§ **REQUIRED WORK**:
a – From the text on circadian rhythms, transcribe the stretch from "I think everyone" through "less, as well.".
b – Translate this sentence from the text on circadian rhythms into Spanish: "The probability of a problem at 9 a.m. was about 1 percent."

§ **SOURCE EXTRACT**:
Daniel Pink has an excerpt from his new book When: The Scientific Secrets of Perfect Timing, that talks about the rather large effect circadian rhythms have on our daily performance:

Afternoons are the Bermuda Triangles of our days. Across many domains, the trough represents a danger zone for productivity, ethics, and health. Anesthesia is one example. Researchers at Duke Medical Center reviewed about 90,000 surgeries at the hospital and identified what they called “anesthetic adverse events”— either mistakes anesthesiologists made, harm they caused to patients, or both. Adverse events were significantly “more frequent for cases starting during the 3 p.m. and 4 p.m. hours.” The probability of a problem at 9 a.m. was about 1 percent. At 4 p.m., 4.2 percent. In other words, the chance of something going awry was four times greater during the trough than during the peak.

I think everyone has been in those after-lunch meetings where the room gets heavy, and people struggle to stay alert and pay attention. This is not just a function having had one too many martinis with lunch: it’s a universal thing. Yet the modern workday is organized with the assumption that every hour is identical to every other, and that we operate with the same level of effectiveness on any kind of task whether it’s 9:01 AM or 4:58 PM.

Indeed, in my study of companies that have shortened office hours, one of the consistent things they do is craft the workday to better match people’s daily rhythms: they let people work on their most important tasks when they’re most energetic, and put off less significant things (and many meetings) until later in the day, when you might have less energy and attention– but you might also need to spend less, as well.

§ **MATERIAL SUPPLIED**:
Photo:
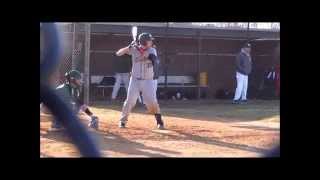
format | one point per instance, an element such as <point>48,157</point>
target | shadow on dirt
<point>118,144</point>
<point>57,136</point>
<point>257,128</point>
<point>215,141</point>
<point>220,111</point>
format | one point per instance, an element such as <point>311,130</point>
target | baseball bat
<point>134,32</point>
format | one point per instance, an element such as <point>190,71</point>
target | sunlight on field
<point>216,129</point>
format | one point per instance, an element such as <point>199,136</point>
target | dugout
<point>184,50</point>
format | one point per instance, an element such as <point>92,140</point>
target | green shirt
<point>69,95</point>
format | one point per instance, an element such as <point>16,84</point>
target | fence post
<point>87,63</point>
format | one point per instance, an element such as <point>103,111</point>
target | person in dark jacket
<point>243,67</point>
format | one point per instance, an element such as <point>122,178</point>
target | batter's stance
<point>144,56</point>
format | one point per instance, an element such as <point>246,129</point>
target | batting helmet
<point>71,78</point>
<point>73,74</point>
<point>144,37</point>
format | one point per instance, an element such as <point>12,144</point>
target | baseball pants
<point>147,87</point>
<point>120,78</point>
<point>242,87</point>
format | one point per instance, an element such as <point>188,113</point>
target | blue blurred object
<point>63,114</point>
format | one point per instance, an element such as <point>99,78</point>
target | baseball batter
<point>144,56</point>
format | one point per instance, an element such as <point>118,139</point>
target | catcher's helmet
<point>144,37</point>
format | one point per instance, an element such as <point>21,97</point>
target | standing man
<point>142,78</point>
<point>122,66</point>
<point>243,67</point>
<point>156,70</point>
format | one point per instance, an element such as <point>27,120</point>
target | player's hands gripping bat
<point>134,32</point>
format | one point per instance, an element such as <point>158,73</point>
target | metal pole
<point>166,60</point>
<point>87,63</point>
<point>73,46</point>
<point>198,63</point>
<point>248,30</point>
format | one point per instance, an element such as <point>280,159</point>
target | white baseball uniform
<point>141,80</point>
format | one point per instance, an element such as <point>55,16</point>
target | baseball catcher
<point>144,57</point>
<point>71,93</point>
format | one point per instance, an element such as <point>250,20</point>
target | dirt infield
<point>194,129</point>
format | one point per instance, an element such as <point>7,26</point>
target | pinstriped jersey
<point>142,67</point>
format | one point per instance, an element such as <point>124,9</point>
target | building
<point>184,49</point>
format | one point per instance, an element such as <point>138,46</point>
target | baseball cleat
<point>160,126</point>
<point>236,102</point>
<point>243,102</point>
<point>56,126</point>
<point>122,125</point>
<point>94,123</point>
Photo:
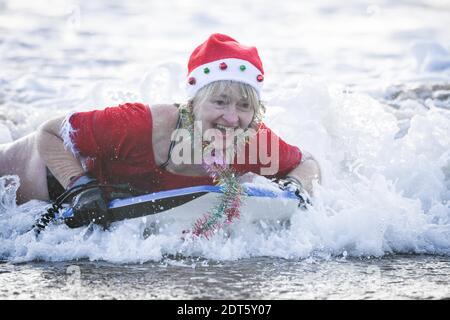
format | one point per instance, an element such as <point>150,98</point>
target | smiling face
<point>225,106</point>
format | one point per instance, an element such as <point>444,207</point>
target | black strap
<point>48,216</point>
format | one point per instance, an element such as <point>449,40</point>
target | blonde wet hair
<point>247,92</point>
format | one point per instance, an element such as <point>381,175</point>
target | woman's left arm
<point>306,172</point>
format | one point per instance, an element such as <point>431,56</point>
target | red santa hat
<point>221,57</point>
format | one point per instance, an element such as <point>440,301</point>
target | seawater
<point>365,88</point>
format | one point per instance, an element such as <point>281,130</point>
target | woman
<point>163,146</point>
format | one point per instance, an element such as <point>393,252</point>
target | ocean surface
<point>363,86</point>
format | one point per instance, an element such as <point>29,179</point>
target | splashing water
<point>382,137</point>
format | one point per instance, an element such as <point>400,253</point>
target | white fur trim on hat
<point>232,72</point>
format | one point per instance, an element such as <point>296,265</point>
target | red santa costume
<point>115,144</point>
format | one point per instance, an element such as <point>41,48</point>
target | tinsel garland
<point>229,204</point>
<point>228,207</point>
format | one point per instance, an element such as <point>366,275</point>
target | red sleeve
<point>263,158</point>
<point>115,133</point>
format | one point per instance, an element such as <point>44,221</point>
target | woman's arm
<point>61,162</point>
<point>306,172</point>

--

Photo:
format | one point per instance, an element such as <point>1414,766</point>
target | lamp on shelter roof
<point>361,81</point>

--

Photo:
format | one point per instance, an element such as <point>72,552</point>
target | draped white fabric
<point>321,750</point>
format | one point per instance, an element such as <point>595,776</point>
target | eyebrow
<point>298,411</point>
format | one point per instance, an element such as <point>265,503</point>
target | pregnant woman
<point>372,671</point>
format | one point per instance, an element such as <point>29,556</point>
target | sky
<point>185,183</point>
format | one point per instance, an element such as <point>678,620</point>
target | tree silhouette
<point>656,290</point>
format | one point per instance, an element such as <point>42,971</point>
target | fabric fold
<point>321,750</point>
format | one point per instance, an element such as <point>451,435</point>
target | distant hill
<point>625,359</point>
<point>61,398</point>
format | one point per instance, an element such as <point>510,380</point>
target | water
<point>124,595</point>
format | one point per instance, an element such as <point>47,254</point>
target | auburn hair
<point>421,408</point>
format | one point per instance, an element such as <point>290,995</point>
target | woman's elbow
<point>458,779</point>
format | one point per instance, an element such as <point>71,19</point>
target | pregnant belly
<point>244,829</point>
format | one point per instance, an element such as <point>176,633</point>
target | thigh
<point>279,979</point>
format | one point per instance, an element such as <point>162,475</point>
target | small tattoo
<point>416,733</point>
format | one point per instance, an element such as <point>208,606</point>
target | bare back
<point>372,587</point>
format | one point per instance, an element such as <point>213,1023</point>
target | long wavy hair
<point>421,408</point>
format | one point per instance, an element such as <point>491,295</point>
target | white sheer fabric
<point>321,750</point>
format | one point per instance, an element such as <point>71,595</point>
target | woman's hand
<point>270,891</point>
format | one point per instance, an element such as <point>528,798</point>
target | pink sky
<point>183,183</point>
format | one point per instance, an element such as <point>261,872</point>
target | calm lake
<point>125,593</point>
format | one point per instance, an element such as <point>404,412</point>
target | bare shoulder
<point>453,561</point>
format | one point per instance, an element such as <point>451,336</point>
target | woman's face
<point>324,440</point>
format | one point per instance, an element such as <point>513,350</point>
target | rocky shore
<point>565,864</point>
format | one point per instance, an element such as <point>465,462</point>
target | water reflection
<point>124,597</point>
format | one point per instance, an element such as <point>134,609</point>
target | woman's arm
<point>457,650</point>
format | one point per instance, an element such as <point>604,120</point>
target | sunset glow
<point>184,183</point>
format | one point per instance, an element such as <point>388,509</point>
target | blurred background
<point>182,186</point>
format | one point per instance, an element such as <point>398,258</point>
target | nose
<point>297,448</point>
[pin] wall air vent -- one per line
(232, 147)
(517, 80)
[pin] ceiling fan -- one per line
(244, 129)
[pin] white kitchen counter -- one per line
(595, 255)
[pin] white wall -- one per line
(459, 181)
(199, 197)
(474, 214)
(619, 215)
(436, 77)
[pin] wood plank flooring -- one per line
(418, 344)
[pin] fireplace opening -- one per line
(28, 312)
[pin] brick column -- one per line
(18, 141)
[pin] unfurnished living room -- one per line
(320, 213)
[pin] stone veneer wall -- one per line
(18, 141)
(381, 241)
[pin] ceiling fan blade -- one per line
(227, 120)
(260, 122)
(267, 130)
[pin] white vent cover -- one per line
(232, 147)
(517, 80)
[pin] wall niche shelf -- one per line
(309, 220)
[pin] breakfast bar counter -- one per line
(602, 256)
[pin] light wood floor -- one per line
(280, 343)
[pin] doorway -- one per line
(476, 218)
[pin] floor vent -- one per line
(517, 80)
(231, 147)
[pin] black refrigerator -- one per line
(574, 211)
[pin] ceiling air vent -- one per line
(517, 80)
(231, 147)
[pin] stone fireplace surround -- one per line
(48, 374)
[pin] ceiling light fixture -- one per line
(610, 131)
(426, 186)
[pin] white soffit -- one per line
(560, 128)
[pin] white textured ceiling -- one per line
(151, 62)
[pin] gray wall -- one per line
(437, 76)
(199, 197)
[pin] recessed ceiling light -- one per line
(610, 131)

§ **RESPONSES BY ITEM NUMBER**:
a –
I think everyone has been in those after-lunch meetings where the room gets heavy, and people struggle to stay alert and pay attention. This is not just a function having had one too many martinis with lunch: it’s a universal thing. Yet the modern workday is organized with the assumption that every hour is identical to every other, and that we operate with the same level of effectiveness on any kind of task whether it’s 9:01 AM or 4:58 PM.

Indeed, in my study of companies that have shortened office hours, one of the consistent things they do is craft the workday to better match people’s daily rhythms: they let people work on their most important tasks when they’re most energetic, and put off less significant things (and many meetings) until later in the day, when you might have less energy and attention– but you might also need to spend less, as well.

b – La probabilidad de un problema a las 9 a. m. era de aproximadamente el 1 por ciento.